Task: Pick out every line in the entries below that contains the word "stone", and copy each such line in full. Case counts.

Stored items from a collection:
%%

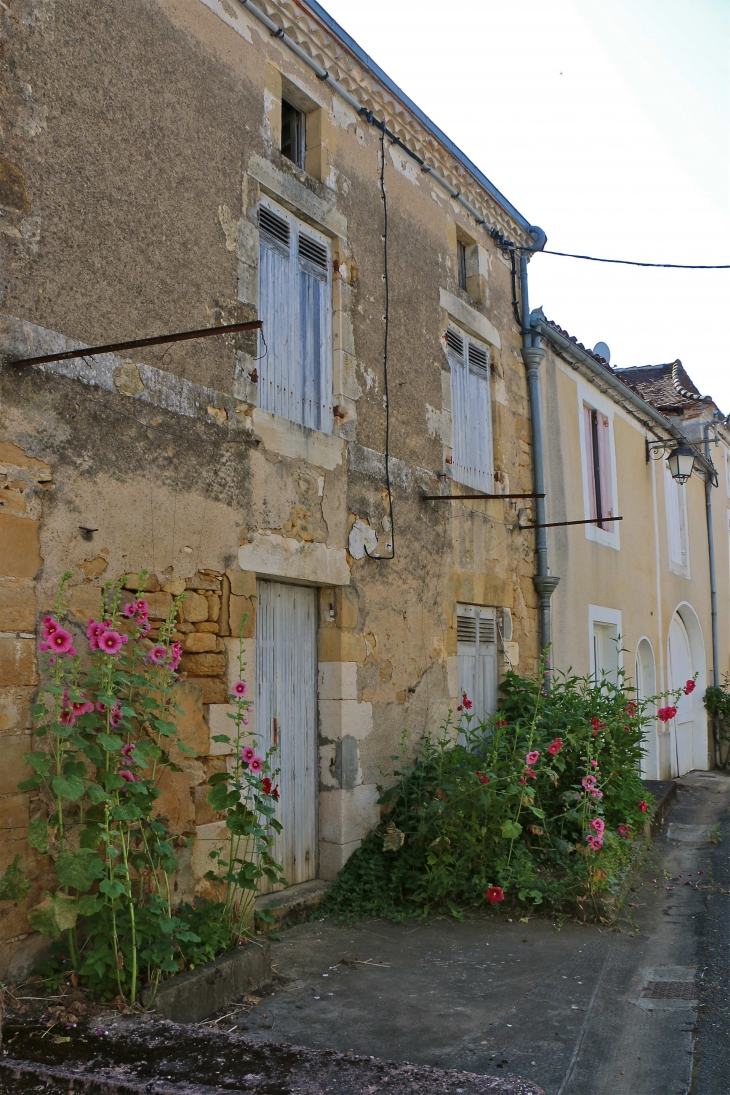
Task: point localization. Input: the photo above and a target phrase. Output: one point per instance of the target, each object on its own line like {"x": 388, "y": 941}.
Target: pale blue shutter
{"x": 294, "y": 291}
{"x": 471, "y": 412}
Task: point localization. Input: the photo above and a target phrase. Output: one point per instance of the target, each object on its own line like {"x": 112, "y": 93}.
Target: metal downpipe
{"x": 713, "y": 575}
{"x": 533, "y": 355}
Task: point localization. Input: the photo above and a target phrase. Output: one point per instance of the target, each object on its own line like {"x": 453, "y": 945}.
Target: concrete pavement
{"x": 579, "y": 1010}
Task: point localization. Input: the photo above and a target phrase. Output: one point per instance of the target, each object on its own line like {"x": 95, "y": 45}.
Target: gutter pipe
{"x": 533, "y": 355}
{"x": 278, "y": 33}
{"x": 710, "y": 548}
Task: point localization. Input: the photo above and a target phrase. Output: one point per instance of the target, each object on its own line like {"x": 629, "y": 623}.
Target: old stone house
{"x": 169, "y": 165}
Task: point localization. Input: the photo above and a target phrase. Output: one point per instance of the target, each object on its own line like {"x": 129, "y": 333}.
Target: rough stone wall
{"x": 137, "y": 142}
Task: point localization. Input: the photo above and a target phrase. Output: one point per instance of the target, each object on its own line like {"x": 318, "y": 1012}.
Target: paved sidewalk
{"x": 578, "y": 1011}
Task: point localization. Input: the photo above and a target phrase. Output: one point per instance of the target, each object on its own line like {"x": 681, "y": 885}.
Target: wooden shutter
{"x": 471, "y": 411}
{"x": 476, "y": 650}
{"x": 286, "y": 715}
{"x": 296, "y": 306}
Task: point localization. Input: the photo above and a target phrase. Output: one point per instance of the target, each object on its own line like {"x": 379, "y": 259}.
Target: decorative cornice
{"x": 329, "y": 53}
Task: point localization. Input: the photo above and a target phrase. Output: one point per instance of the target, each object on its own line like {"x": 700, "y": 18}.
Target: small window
{"x": 293, "y": 145}
{"x": 476, "y": 649}
{"x": 598, "y": 446}
{"x": 461, "y": 262}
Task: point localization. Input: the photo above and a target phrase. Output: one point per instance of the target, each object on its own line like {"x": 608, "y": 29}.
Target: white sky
{"x": 607, "y": 124}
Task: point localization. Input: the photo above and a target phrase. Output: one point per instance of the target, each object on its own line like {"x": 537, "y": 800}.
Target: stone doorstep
{"x": 198, "y": 993}
{"x": 290, "y": 905}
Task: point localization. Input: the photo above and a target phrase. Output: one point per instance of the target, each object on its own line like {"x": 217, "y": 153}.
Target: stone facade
{"x": 140, "y": 141}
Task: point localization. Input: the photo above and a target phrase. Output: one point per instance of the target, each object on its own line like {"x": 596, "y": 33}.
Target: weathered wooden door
{"x": 286, "y": 715}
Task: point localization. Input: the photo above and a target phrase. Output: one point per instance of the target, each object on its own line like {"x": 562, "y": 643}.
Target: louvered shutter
{"x": 471, "y": 411}
{"x": 296, "y": 306}
{"x": 476, "y": 650}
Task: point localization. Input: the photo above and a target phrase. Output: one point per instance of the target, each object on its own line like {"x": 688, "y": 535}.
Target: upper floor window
{"x": 676, "y": 525}
{"x": 598, "y": 445}
{"x": 293, "y": 134}
{"x": 294, "y": 303}
{"x": 471, "y": 411}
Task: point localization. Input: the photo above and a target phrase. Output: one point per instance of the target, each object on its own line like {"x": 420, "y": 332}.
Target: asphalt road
{"x": 577, "y": 1010}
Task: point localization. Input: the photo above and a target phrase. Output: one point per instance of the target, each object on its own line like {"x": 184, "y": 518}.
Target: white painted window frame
{"x": 589, "y": 396}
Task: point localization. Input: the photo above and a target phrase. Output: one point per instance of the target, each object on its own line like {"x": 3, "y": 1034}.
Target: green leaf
{"x": 109, "y": 742}
{"x": 126, "y": 811}
{"x": 55, "y": 914}
{"x": 71, "y": 787}
{"x": 13, "y": 883}
{"x": 37, "y": 834}
{"x": 80, "y": 868}
{"x": 96, "y": 794}
{"x": 39, "y": 762}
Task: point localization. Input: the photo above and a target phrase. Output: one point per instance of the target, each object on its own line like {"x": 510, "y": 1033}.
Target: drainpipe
{"x": 710, "y": 546}
{"x": 532, "y": 355}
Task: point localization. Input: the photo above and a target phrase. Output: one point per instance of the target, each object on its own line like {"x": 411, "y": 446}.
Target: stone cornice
{"x": 327, "y": 50}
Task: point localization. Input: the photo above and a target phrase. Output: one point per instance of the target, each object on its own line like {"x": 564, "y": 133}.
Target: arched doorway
{"x": 656, "y": 760}
{"x": 685, "y": 658}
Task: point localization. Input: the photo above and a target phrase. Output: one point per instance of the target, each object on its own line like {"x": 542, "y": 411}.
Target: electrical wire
{"x": 386, "y": 319}
{"x": 629, "y": 262}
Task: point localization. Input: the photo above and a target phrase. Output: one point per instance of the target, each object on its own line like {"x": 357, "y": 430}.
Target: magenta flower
{"x": 109, "y": 642}
{"x": 61, "y": 641}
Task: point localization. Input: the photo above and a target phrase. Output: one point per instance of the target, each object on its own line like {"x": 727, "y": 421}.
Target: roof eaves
{"x": 366, "y": 60}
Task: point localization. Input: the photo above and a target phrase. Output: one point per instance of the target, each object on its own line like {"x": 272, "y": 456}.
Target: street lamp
{"x": 681, "y": 463}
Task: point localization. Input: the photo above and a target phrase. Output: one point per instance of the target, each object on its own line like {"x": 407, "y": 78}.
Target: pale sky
{"x": 607, "y": 124}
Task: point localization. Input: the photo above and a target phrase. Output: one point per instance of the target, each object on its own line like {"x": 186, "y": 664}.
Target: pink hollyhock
{"x": 61, "y": 641}
{"x": 109, "y": 642}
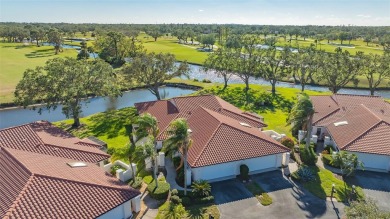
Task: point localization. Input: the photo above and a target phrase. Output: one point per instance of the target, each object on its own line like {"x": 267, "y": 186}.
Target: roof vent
{"x": 245, "y": 124}
{"x": 340, "y": 123}
{"x": 77, "y": 164}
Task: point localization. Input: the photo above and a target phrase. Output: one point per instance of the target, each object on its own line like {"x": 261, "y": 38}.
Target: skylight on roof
{"x": 340, "y": 123}
{"x": 77, "y": 164}
{"x": 245, "y": 124}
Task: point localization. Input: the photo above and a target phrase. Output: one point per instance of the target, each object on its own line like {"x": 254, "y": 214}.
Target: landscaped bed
{"x": 259, "y": 193}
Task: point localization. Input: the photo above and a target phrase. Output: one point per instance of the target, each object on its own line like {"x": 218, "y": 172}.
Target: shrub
{"x": 329, "y": 149}
{"x": 288, "y": 142}
{"x": 206, "y": 200}
{"x": 174, "y": 192}
{"x": 114, "y": 168}
{"x": 308, "y": 157}
{"x": 159, "y": 193}
{"x": 303, "y": 173}
{"x": 175, "y": 199}
{"x": 137, "y": 183}
{"x": 186, "y": 201}
{"x": 244, "y": 172}
{"x": 201, "y": 188}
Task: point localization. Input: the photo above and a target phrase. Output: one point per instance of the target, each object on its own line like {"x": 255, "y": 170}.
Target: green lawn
{"x": 322, "y": 185}
{"x": 15, "y": 58}
{"x": 182, "y": 52}
{"x": 260, "y": 194}
{"x": 194, "y": 211}
{"x": 274, "y": 114}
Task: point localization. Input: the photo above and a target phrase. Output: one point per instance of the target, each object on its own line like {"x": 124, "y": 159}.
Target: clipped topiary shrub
{"x": 244, "y": 172}
{"x": 159, "y": 193}
{"x": 288, "y": 142}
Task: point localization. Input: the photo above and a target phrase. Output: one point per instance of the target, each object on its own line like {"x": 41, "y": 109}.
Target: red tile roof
{"x": 44, "y": 138}
{"x": 330, "y": 108}
{"x": 218, "y": 136}
{"x": 182, "y": 107}
{"x": 220, "y": 139}
{"x": 43, "y": 186}
{"x": 368, "y": 118}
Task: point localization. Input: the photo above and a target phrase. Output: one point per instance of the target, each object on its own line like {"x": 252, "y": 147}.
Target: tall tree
{"x": 54, "y": 36}
{"x": 152, "y": 70}
{"x": 274, "y": 65}
{"x": 37, "y": 34}
{"x": 66, "y": 82}
{"x": 221, "y": 61}
{"x": 375, "y": 68}
{"x": 301, "y": 116}
{"x": 179, "y": 140}
{"x": 148, "y": 128}
{"x": 339, "y": 69}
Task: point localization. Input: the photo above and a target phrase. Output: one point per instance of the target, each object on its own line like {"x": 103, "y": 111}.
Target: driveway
{"x": 375, "y": 185}
{"x": 289, "y": 201}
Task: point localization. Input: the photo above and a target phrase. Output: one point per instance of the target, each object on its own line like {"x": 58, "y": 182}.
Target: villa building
{"x": 47, "y": 173}
{"x": 355, "y": 123}
{"x": 224, "y": 137}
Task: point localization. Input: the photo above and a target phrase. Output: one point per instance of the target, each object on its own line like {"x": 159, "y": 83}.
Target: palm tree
{"x": 147, "y": 127}
{"x": 301, "y": 116}
{"x": 179, "y": 140}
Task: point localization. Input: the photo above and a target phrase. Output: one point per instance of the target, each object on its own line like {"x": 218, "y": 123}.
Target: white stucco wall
{"x": 121, "y": 212}
{"x": 232, "y": 169}
{"x": 374, "y": 161}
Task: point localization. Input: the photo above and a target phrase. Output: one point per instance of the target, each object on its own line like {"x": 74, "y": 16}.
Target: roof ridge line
{"x": 21, "y": 193}
{"x": 74, "y": 149}
{"x": 211, "y": 137}
{"x": 327, "y": 115}
{"x": 363, "y": 133}
{"x": 258, "y": 137}
{"x": 81, "y": 182}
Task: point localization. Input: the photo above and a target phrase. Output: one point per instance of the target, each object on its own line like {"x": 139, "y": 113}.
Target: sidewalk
{"x": 171, "y": 175}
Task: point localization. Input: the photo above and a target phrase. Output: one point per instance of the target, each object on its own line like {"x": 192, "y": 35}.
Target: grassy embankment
{"x": 16, "y": 58}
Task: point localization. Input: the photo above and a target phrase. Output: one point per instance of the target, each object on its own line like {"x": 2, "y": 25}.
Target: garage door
{"x": 373, "y": 161}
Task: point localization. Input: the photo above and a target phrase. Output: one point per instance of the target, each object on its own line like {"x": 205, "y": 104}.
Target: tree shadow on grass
{"x": 111, "y": 122}
{"x": 41, "y": 53}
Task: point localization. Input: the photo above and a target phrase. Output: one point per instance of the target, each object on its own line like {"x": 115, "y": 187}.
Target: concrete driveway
{"x": 375, "y": 185}
{"x": 289, "y": 201}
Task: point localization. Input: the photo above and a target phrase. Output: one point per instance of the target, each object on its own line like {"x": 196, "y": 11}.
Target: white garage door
{"x": 232, "y": 169}
{"x": 373, "y": 161}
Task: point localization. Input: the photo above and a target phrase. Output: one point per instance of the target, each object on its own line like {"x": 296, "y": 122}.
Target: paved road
{"x": 289, "y": 201}
{"x": 375, "y": 185}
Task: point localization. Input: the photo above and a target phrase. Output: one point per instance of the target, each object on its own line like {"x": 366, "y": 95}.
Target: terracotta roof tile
{"x": 44, "y": 138}
{"x": 218, "y": 136}
{"x": 182, "y": 107}
{"x": 368, "y": 119}
{"x": 43, "y": 186}
{"x": 224, "y": 139}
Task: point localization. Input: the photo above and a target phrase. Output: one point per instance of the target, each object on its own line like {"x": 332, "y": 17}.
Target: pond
{"x": 17, "y": 116}
{"x": 196, "y": 72}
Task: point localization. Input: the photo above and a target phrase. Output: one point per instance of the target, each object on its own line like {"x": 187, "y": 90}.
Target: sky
{"x": 262, "y": 12}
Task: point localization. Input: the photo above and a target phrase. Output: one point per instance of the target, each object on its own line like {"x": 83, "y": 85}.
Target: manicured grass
{"x": 260, "y": 194}
{"x": 182, "y": 52}
{"x": 275, "y": 115}
{"x": 194, "y": 211}
{"x": 107, "y": 126}
{"x": 15, "y": 58}
{"x": 322, "y": 185}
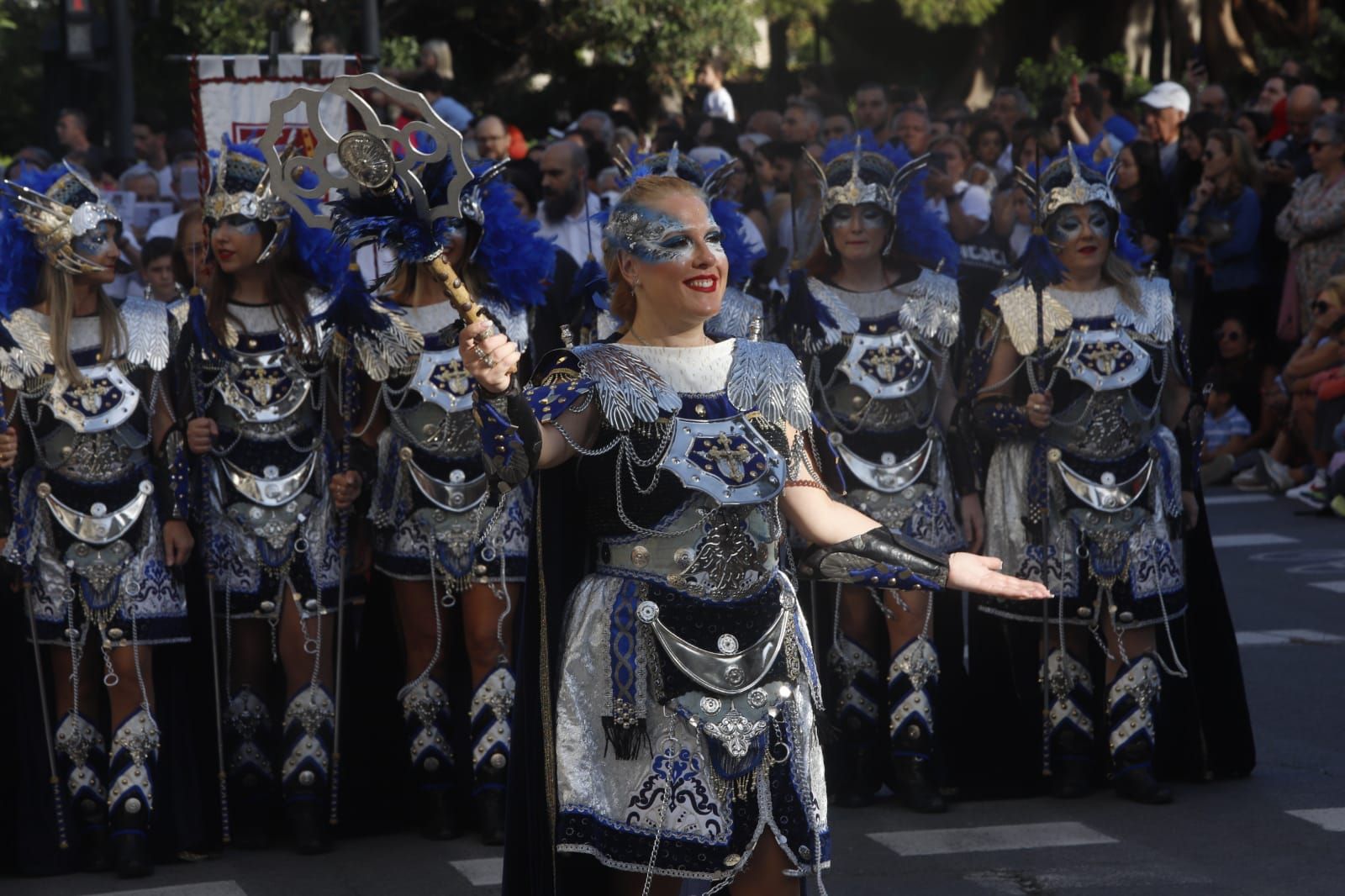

%%

Correct output:
Target: old stone house
Target: rough stone wall
Target: stone doorstep
Target: stone facade
Target: stone cornice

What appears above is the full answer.